Home

Gerechtshof 's-Hertogenbosch, 20-11-2007, BB9070, C200600694/MA

Gerechtshof 's-Hertogenbosch, 20-11-2007, BB9070, C200600694/MA

Gegevens

Instantie
Gerechtshof 's-Hertogenbosch
Datum uitspraak
20 november 2007
Datum publicatie
29 november 2007
ECLI
ECLI:NL:GHSHE:2007:BB9070
Formele relaties
Zaaknummer
C200600694/MA

Inhoudsindicatie

Onbetaald laten huurtermijnen. Verweer dat geen kwitanties zijn afgegeven. Geen omkering bewijslast.

= = = = = = =

Hoe gaat de uitspraak over de onbetaalde huurtermijnen verder? Geef het vervolg, te beginnen na de laatste zin. Het materiaal dat hierna komt staat los van de uitspraak.

→ AANGELEVERD MATERIAAL:
= = = = = = =

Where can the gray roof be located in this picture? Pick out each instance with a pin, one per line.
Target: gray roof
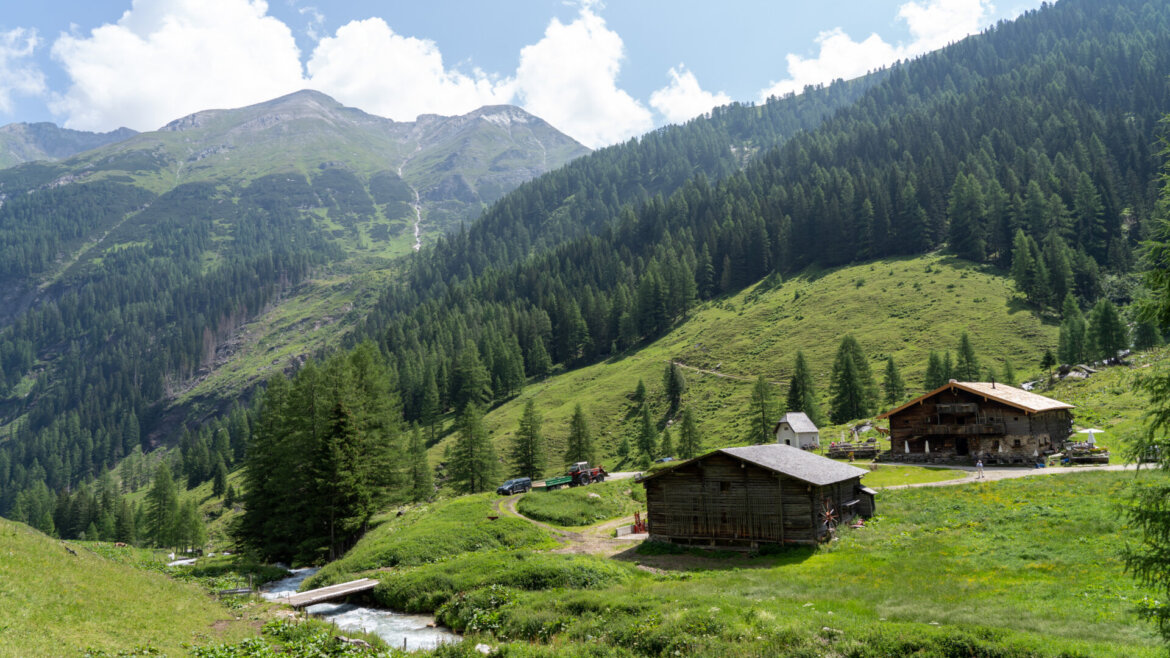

= = = = = = =

→ RESULTAAT:
Uitspraak

C0600694/MA

ARREST VAN HET GERECHTSHOF 's-HERTOGENBOSCH,

sector civiel recht,

zevende kamer, van 20 november 2007,

gewezen in de zaak van:

[X.],

wonende te [woonplaats],

appellant bij exploot van dagvaarding van 30 mei 2006,

verder te noemen: [X.] of huurder,

procureur: mr. Ph.C.M. van der Ven,

tegen:

[Y.],

wonende te [woonplaats],

geïntimeerde bij gemeld exploot,

verder te noemen: [Y.] of verhuurder,

procureur: mr. P.L.M.F. Roosendaal,

op het hoger beroep van het door de rechtbank Maastricht, sector kanton, locatie Heerlen onder zaak/rolnummer 203833 CV EXPL 05-5396 gewezen vonnis van 1 maart 2006 tussen huurder als eiser in oppositie en verhuurder als gedaagde in oppositie.

1. Het verloop van het geding in eerste aanleg

Voor het verloop van het geding in eerste aanleg verwijst het hof naar voormeld vonnis alsmede naar de tussenvonnissen van 12 oktober 2005 en 8 november 2005 en het verstekvonnis van 6 juli 2005.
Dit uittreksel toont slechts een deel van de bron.